BEGIN DATA RECORDS

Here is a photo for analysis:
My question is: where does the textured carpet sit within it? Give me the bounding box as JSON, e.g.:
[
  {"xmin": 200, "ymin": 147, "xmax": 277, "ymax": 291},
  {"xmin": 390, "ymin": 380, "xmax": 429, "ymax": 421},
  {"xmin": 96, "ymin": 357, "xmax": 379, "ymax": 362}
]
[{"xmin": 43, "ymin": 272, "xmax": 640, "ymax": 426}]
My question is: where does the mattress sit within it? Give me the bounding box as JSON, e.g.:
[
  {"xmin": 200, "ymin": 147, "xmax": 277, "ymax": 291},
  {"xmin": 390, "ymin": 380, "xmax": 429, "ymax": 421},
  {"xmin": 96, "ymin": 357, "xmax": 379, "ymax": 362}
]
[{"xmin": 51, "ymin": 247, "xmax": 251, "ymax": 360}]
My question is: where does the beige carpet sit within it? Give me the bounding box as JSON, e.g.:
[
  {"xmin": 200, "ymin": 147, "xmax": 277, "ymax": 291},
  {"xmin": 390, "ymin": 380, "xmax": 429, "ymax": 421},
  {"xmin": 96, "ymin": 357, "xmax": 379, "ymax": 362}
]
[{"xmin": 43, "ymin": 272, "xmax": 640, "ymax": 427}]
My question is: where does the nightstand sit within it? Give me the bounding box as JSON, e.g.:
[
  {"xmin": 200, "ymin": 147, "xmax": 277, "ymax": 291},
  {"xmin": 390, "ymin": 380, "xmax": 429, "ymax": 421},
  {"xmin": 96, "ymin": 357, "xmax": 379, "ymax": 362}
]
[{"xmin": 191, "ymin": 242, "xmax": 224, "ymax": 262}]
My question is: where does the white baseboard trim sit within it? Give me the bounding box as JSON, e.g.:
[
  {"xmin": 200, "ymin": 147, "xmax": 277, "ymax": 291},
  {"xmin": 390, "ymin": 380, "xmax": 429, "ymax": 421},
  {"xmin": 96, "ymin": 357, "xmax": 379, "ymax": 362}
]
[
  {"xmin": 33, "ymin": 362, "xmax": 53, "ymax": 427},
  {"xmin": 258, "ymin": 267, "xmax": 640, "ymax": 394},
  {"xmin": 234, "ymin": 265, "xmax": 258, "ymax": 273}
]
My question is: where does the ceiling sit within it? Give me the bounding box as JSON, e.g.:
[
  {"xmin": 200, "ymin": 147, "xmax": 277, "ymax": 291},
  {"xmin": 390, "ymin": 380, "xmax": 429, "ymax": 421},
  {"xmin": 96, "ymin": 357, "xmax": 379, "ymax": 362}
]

END DATA RECORDS

* REQUIREMENTS
Repeat all of the lines above word for word, with nothing added, dropped, or changed.

* OUTPUT FOR THIS TASK
Here is a photo for analysis:
My question is: where does the textured carpet sit within it? Give me the bounding box as JSON, e.g.:
[
  {"xmin": 200, "ymin": 147, "xmax": 277, "ymax": 291},
  {"xmin": 390, "ymin": 380, "xmax": 429, "ymax": 421},
  {"xmin": 96, "ymin": 357, "xmax": 379, "ymax": 362}
]
[{"xmin": 43, "ymin": 272, "xmax": 640, "ymax": 426}]
My question is: where does the mattress sit within it? Give me the bounding box as JSON, e.g.:
[
  {"xmin": 200, "ymin": 147, "xmax": 277, "ymax": 291},
  {"xmin": 390, "ymin": 380, "xmax": 429, "ymax": 421},
  {"xmin": 96, "ymin": 357, "xmax": 379, "ymax": 362}
]
[{"xmin": 51, "ymin": 247, "xmax": 251, "ymax": 360}]
My question is: where does the beige carpet sit within it? Give me the bounding box as JSON, e.g.:
[
  {"xmin": 200, "ymin": 147, "xmax": 277, "ymax": 291},
  {"xmin": 390, "ymin": 380, "xmax": 429, "ymax": 421},
  {"xmin": 96, "ymin": 357, "xmax": 379, "ymax": 362}
]
[{"xmin": 43, "ymin": 272, "xmax": 640, "ymax": 427}]
My question is: where does the nightstand sit within it? Give me the bounding box as JSON, e.g.:
[
  {"xmin": 200, "ymin": 147, "xmax": 277, "ymax": 291},
  {"xmin": 390, "ymin": 380, "xmax": 429, "ymax": 421},
  {"xmin": 96, "ymin": 357, "xmax": 379, "ymax": 362}
]
[{"xmin": 191, "ymin": 242, "xmax": 224, "ymax": 262}]
My question is: where does the white baseboard trim sit within it? Give me the bounding box as JSON, e.g.:
[
  {"xmin": 200, "ymin": 147, "xmax": 277, "ymax": 291},
  {"xmin": 390, "ymin": 380, "xmax": 429, "ymax": 421},
  {"xmin": 96, "ymin": 357, "xmax": 379, "ymax": 362}
]
[
  {"xmin": 33, "ymin": 362, "xmax": 53, "ymax": 427},
  {"xmin": 258, "ymin": 267, "xmax": 640, "ymax": 394},
  {"xmin": 234, "ymin": 265, "xmax": 258, "ymax": 273}
]
My question is: where does the ceiling sit within it? Give me the bounding box as JSON, e.g.:
[
  {"xmin": 200, "ymin": 147, "xmax": 277, "ymax": 291},
  {"xmin": 390, "ymin": 380, "xmax": 429, "ymax": 421},
  {"xmin": 96, "ymin": 357, "xmax": 379, "ymax": 362}
]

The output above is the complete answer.